- [The task] Exactly and only the lines from the one containing "Note: point to every instance of the red stripe" through the close of the entries below are to be set down.

** Opening Available records block **

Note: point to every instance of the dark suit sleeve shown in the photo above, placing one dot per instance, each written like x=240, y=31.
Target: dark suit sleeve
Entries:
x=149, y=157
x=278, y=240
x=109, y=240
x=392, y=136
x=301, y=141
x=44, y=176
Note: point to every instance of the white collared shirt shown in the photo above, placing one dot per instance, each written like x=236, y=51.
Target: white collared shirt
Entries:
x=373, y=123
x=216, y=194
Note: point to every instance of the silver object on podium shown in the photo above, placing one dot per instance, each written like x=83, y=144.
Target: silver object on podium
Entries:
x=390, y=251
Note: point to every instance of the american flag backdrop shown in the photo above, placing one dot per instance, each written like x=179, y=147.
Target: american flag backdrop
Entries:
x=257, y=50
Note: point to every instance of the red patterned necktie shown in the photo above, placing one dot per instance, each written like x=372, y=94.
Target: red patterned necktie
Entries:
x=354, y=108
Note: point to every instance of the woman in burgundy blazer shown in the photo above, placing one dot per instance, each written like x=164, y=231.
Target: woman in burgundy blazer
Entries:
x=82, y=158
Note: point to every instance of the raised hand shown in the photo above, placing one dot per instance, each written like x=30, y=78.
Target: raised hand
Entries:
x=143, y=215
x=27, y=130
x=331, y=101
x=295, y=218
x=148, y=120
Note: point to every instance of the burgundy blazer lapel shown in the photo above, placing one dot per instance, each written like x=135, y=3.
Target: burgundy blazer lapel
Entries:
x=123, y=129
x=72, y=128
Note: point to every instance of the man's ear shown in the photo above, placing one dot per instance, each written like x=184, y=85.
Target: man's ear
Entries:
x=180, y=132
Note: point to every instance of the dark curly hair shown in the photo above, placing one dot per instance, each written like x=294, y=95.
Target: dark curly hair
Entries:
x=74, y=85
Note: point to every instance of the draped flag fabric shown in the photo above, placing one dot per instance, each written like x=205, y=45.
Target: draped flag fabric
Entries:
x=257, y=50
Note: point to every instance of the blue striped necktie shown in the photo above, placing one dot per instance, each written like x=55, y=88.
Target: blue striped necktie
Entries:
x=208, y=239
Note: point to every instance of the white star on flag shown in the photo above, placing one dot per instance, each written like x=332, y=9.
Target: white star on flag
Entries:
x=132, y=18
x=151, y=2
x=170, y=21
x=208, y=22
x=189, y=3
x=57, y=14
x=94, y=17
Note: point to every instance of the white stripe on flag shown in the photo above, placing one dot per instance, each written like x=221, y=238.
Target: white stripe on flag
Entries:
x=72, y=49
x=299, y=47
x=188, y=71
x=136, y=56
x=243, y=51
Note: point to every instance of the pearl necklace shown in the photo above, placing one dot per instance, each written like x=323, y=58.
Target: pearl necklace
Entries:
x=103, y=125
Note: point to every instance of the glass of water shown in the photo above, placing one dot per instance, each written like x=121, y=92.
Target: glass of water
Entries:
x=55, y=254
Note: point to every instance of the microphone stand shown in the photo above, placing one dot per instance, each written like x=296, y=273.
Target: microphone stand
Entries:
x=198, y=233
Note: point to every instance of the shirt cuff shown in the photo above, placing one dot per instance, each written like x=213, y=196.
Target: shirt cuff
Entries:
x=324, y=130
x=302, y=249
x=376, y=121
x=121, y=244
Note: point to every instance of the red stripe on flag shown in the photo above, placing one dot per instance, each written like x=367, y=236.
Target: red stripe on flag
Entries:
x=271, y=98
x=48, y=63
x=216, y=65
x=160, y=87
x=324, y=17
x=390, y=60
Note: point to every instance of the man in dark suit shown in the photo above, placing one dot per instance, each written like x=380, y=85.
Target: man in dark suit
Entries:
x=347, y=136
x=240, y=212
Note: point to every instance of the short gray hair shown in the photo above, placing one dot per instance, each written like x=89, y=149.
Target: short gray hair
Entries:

** Closing Available records block **

- [Answer box]
Note: point to every instance of the red stripe on flag shown in the photo above, placing one dot per instance, each written like x=367, y=236.
Target: red stripe on flag
Entries:
x=271, y=98
x=48, y=63
x=216, y=65
x=160, y=87
x=324, y=17
x=390, y=60
Note: point to every instance of the man in dark suit shown in the photo above, placing one dot per instance, each written like x=380, y=85.
Target: man in dark suit
Entries:
x=347, y=136
x=240, y=212
Note: point to every instance of the short gray hair shown in the photo above, placing one dot per instance, each written like x=89, y=149.
Target: short gray hair
Entries:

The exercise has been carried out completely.